From: Economic analysis of complementary, alternative, and integrative medicine: considerations raised by an expert panel

Themes

Recommendations

1. Standardization

In order to compare CAIM with conventional therapies, the same basic economic evaluation framework and methods must be used.

2. The question, audience, and perspective

Given the high level of self-referral and out-of-pocket payment the patients’ perspective as to important health outcomes and relevant costs should be incorporated into CAIM economic evaluations either as a separate analysis or as part of the societal perspective when that perspective is used.

3. Analytic methods

Both the treatment and usual care arms of CAIM trials should be described in detail given the heterogeneity of treatment across practitioners.

To capture the preventive nature of CAIM, longer follow ups and/or modeling should be used to capture impacts beyond the treatment phase.

4. Outcomes

Given the tendency for CAIM to treat the whole person, rather than only the targeted condition, measure and report a wide range of outcomes, and/or to use a summary measure of overall health that could capture the full range such as quality-adjusted life-years (QALYs).

If multiple outcomes are used, consider reporting these as a cost-consequence analysis.

5. Costs

Given that CAIM is not often covered by health insurance (whose claims databases are the source of much of the cost data available to studies of conventional medicine) and since the relative quality of other sources of cost data (e.g., practitioner records or patient self-report) is not always clear, both sets of costs could be reported.

Tasks to carry out -
1. In the expert panel's recommendations on economic analysis of CAIM, what summary measure of overall health is named as one that could capture the full range of outcomes?
2. Resume the expert panel's recommendations on economic analysis of CAIM after their last sentence, adding text in the same numbered, concise style.

Provided records -
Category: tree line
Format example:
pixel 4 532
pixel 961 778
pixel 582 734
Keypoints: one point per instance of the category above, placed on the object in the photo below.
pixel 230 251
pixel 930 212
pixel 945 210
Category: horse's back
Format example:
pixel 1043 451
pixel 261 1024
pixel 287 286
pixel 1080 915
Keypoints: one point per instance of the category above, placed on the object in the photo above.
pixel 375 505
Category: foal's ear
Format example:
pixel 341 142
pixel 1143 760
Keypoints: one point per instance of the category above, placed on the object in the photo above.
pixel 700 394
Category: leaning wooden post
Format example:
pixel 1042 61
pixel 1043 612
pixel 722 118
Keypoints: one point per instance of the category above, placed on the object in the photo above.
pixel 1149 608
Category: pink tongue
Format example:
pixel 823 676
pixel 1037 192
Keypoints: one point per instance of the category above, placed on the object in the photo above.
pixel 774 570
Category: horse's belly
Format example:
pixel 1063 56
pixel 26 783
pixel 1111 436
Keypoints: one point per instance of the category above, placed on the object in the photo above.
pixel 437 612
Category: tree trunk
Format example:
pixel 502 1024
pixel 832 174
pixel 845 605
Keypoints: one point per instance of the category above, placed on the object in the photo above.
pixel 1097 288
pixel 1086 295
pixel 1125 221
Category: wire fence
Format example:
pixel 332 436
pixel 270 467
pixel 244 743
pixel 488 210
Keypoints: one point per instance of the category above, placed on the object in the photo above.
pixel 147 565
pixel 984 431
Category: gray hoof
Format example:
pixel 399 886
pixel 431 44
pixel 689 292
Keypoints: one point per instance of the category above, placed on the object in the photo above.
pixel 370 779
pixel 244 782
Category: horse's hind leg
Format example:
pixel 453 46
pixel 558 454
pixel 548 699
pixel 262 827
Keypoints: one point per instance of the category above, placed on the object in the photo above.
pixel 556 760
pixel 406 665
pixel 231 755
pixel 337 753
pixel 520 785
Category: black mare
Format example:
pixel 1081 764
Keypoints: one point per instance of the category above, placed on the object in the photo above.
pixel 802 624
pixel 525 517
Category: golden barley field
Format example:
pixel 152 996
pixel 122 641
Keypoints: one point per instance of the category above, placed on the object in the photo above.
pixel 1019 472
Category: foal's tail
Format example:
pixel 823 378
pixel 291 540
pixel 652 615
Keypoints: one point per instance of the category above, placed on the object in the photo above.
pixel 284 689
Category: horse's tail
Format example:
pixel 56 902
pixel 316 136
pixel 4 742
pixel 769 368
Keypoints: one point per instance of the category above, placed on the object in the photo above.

Results in order -
1. Quality-adjusted life-years (QALYs).

2.
Since CAIM therapies tend to treat the whole person they may have cost impacts beyond the targeted disease. Therefore, it is recommended that overall healthcare costs be reported, either in addition to or instead of disease-specific costs.

6. Implementation

Highlighting studies where (and the circumstances under which) CAIM can both improve health outcomes and reduce costs (rather than increase costs, even if still considered cost effective) might gain it more attention from policy makers.

7. Generalizability

The first recommendation made under theme 3 above is reiterated here; this information is also needed to enable study results to be adapted to other settings.

As compared to conventional therapies, CAIM therapies might require more sensitivity analyses to test the robustness of results given the large variability in treatment methods, dosages, and pricing.

Given that patient beliefs can have a large impact on outcomes, especially in CAIM, these beliefs should be measured and reported to allow comparisons to other populations.